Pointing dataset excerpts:
*-*-*
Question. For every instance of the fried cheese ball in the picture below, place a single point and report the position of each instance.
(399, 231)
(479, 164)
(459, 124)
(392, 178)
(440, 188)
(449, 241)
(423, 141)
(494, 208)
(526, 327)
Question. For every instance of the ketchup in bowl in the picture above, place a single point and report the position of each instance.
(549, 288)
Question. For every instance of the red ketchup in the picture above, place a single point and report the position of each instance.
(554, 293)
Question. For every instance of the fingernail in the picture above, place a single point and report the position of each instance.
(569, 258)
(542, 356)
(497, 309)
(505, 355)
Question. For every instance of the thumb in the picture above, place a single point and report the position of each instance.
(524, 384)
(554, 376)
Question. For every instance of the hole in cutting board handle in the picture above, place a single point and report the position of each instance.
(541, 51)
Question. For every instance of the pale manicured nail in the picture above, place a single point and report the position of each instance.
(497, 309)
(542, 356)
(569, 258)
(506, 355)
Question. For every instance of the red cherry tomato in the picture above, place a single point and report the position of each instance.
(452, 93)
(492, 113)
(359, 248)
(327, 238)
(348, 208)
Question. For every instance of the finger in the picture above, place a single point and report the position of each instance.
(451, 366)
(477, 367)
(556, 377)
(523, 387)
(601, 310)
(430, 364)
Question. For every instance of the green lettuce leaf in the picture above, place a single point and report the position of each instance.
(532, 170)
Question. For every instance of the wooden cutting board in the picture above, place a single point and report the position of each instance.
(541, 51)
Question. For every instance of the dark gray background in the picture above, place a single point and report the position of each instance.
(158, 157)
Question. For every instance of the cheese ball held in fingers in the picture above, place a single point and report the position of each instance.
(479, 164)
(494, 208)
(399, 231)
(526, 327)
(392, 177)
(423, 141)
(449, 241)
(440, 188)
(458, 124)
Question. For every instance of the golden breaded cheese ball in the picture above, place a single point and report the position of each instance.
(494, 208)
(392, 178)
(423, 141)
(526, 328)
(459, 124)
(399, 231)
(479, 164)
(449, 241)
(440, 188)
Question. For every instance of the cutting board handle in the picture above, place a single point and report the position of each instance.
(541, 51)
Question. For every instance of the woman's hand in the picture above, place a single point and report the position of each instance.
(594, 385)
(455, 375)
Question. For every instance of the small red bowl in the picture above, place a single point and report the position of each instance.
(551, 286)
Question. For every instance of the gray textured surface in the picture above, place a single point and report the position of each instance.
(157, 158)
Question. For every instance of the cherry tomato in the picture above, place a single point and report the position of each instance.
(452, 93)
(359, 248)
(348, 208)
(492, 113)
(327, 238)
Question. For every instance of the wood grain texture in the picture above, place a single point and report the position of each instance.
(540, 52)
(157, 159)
*-*-*
Format the items above as a numbered list, leaving out any blank lines.

[EXERCISE RESPONSE]
1. Question. For every instance of the fried cheese ball in the picture below, place a single point and report the position of each instance.
2. (399, 231)
3. (479, 164)
4. (459, 124)
5. (392, 178)
6. (440, 188)
7. (449, 241)
8. (423, 141)
9. (494, 208)
10. (526, 327)
11. Question. For every instance of the ketchup in bowl in the picture above, place a single point and report the position of each instance.
12. (549, 288)
13. Question. For every instance of the red ketchup in the picture above, place a single point and report the position of each instance.
14. (554, 293)
15. Question. For every instance of the fingernail in the picture above, place a single point and report the position of each instance.
16. (569, 258)
17. (542, 356)
18. (497, 309)
19. (505, 355)
20. Question. For every instance of the thumb in the picture above, place a single point and report the position of each instance.
21. (524, 384)
22. (554, 376)
23. Question. For every instance of the hole in cutting board handle in the picture above, place a single point and report the position of each instance.
24. (541, 51)
25. Question. For every instance of the pale manicured nail in the picture above, place a single point and report the position of each instance.
26. (497, 309)
27. (542, 356)
28. (569, 258)
29. (506, 355)
30. Question. For every instance of the red cherry tomato in the picture above, place a single point and report the position of each instance.
31. (452, 93)
32. (492, 113)
33. (359, 248)
34. (327, 238)
35. (348, 208)
36. Question. For every instance of the finger in the picture above, place a single point and report the position of each instance.
37. (451, 366)
38. (477, 367)
39. (556, 377)
40. (523, 387)
41. (601, 310)
42. (430, 364)
43. Question. For every instance of the green lettuce leaf in the picture above, place a single point and report the position of each instance.
44. (532, 170)
45. Question. For every instance of the wooden cutting board in the picture above, place a single point and report the position of each instance.
46. (541, 51)
47. Question. For every instance of the dark gray background in the picture above, place a single point and report the position of each instance.
48. (158, 157)
49. Question. For every instance of the cheese ball held in fingers in the picture above, place a single point and report the position of each instance.
50. (479, 164)
51. (494, 208)
52. (399, 231)
53. (526, 327)
54. (392, 177)
55. (423, 141)
56. (449, 241)
57. (440, 188)
58. (458, 124)
59. Question. For every instance of the golden breaded cheese ball in the picture above, place a single point and report the position of each instance.
60. (494, 208)
61. (392, 178)
62. (423, 141)
63. (526, 328)
64. (459, 124)
65. (399, 231)
66. (479, 164)
67. (449, 241)
68. (440, 188)
69. Question. For every instance of the cutting board handle in the picture above, place a single point and report the position of each instance.
70. (541, 51)
71. Question. For every instance of the woman's hand in the picture above, place a single point and report the position of each instance.
72. (594, 385)
73. (455, 375)
74. Question. For every instance of the small red bowl in the picture above, place a single point and report the position of each instance.
75. (551, 286)
76. Question. For every instance of the gray textured surface in the picture above, place a single point and report the position of each instance.
77. (157, 158)
78. Question. For every instance of the cherry tomato in the picture above, place a single point and report the position of each instance.
79. (452, 93)
80. (359, 248)
81. (348, 208)
82. (492, 113)
83. (327, 238)
84. Question. For every instance of the wood grain texture in the picture above, place a single point and report the position of each instance.
85. (540, 52)
86. (157, 159)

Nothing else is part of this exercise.